▸ RECORDS TO PROCESS
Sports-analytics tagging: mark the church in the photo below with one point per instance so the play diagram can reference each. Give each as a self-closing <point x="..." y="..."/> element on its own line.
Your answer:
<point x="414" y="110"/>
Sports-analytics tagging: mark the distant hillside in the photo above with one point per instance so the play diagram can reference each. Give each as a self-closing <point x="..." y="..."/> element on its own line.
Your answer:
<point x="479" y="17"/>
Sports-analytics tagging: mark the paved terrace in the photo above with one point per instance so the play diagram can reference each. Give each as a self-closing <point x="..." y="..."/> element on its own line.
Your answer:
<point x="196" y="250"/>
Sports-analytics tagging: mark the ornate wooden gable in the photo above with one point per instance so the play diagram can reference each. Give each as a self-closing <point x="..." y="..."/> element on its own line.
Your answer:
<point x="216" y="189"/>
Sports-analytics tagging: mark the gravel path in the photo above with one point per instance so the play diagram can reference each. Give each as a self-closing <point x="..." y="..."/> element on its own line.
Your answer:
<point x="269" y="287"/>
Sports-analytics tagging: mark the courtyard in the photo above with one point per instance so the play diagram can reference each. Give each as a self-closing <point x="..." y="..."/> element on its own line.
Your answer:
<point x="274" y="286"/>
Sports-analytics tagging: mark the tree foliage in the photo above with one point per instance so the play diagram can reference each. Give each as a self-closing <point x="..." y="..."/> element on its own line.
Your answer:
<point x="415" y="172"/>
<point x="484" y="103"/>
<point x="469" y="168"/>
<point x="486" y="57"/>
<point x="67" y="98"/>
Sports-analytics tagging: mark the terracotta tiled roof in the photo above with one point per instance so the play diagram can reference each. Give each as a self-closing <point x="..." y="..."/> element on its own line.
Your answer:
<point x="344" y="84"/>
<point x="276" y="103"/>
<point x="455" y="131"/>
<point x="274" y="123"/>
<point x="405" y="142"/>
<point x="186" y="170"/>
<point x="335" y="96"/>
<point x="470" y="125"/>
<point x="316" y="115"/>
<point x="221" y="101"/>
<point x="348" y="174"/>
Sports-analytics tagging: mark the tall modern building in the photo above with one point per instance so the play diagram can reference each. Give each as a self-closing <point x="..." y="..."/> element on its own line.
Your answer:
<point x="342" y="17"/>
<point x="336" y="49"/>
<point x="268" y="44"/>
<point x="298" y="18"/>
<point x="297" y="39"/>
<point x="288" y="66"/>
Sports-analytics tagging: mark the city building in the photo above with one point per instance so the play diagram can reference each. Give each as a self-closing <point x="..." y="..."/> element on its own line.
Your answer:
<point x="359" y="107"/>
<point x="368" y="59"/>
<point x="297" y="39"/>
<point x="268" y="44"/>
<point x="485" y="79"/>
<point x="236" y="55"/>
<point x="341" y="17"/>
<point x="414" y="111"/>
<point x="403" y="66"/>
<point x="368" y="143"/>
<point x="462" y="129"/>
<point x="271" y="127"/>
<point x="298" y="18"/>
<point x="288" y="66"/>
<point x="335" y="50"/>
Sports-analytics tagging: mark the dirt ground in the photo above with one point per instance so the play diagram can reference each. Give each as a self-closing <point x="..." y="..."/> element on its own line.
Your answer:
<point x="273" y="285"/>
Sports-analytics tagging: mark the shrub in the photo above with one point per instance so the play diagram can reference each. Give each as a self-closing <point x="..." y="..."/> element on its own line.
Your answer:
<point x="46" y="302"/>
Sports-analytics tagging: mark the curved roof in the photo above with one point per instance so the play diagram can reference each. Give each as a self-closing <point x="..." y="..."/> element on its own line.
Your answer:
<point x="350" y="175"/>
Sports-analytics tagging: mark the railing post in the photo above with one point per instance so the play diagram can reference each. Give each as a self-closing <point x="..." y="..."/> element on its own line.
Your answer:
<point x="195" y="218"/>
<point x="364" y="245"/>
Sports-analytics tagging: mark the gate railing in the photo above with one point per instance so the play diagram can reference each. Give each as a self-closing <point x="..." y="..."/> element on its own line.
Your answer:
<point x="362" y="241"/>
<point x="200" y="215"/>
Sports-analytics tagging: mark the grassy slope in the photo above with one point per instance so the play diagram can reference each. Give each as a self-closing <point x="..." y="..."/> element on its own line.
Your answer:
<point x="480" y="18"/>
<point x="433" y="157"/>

▸ OBJECTIVE
Write the complete data out, exactly as above.

▸ WRITTEN ANSWER
Sports-analytics tagging: mark the church in the photo below with one point per instance so the play diagram can reference each. Give each as a self-closing <point x="..." y="..."/> element on its own line.
Your answer:
<point x="414" y="110"/>
Sports-analytics tagging: mark the distant hillside in the photo above with one point per instance so the play diagram can reference each. Give each as a self-closing <point x="..." y="..."/> element on its own line.
Your answer:
<point x="479" y="17"/>
Sports-analytics tagging: mark the paved terrace in the photo above with one point per instance so the play diagram can reference each. Give each as a self-closing <point x="..." y="..."/> element on its own line.
Your answer:
<point x="196" y="250"/>
Sports-analytics tagging: mark the ornate wooden gable in the photo above with one point per instance so the play diagram can reference each. Give each as a self-closing <point x="..." y="..."/> element on its own line.
Your answer:
<point x="216" y="189"/>
Sports-analytics tagging: mark the gravel path in the photo above with one point per instance so the play diagram can reference each. Give each as a self-closing <point x="..." y="..."/> element on its own line.
Your answer:
<point x="269" y="287"/>
Sports-analytics tagging: mark the courtyard in the photo above with one point per instance so the play diagram can reference each. Give each as a self-closing <point x="..." y="..."/> element on its own line.
Your answer:
<point x="274" y="286"/>
Sports-analytics tagging: mark the tree foliage in the photo above with one point per instance so the play diagram can reference each. Give each as a self-closing <point x="..." y="..."/> element on its own line.
Your answer:
<point x="415" y="172"/>
<point x="484" y="103"/>
<point x="469" y="168"/>
<point x="486" y="57"/>
<point x="67" y="98"/>
Sports-analytics tagging: mark the terracotta tiled roof in the photo above with one point per instance so the play diagram can reference each. Give each as a self-closing <point x="..." y="..."/> element on its own line.
Your answer:
<point x="344" y="84"/>
<point x="276" y="103"/>
<point x="455" y="131"/>
<point x="274" y="123"/>
<point x="405" y="142"/>
<point x="186" y="170"/>
<point x="335" y="96"/>
<point x="470" y="125"/>
<point x="316" y="115"/>
<point x="221" y="101"/>
<point x="348" y="174"/>
Sports-analytics tagging: mark the tall modern building in the photo above with one point per instance so the play diagram can reference each. Give each as a self-closing <point x="..." y="..."/> element on its own line.
Your answer:
<point x="342" y="17"/>
<point x="336" y="49"/>
<point x="268" y="44"/>
<point x="298" y="18"/>
<point x="297" y="39"/>
<point x="288" y="66"/>
Sports-analytics tagging: mark the city building in the photo above with one point per instance so the play diagram can reference each. Give each as a self-closing <point x="..." y="..."/> element on its own line.
Your answer:
<point x="359" y="107"/>
<point x="368" y="59"/>
<point x="297" y="39"/>
<point x="268" y="44"/>
<point x="485" y="79"/>
<point x="236" y="55"/>
<point x="341" y="17"/>
<point x="414" y="111"/>
<point x="403" y="66"/>
<point x="368" y="143"/>
<point x="462" y="129"/>
<point x="271" y="127"/>
<point x="298" y="18"/>
<point x="288" y="66"/>
<point x="335" y="50"/>
Sports-analytics tagging: mark the dirt ground in the photo above with one point per instance so the play diagram can reference each. Give each as a self-closing <point x="..." y="..."/> element on its own line.
Your answer:
<point x="273" y="285"/>
Sports-analytics tagging: mark the shrub in the photo above with one point per instance so the play diagram can reference each. Give each as a self-closing <point x="..." y="..."/> element on its own line.
Your answer:
<point x="46" y="302"/>
Sports-analytics tagging: mark the curved roof in the photo above with one point per instance so the play diagram can reference each. Give each as a self-closing <point x="..." y="..."/> element on its own line.
Your answer:
<point x="350" y="175"/>
Sports-analytics tagging: mark the railing post in the photo above with one point per instance so the play diagram can reference each. Give each as a self-closing <point x="..." y="..."/> element on its own line.
Your answer:
<point x="195" y="218"/>
<point x="364" y="245"/>
Sports-analytics tagging: mark the gate railing in the photo above with one point per instance so the play diagram can reference each. Give each as a self-closing <point x="..." y="..."/> element on its own line.
Your answer:
<point x="362" y="241"/>
<point x="200" y="215"/>
Sports-analytics tagging: mark the grassy slope in the photo above with one point per instance so the play diagram can reference each. Give each as a self-closing <point x="..." y="..."/> element on its own line.
Your answer:
<point x="480" y="18"/>
<point x="433" y="157"/>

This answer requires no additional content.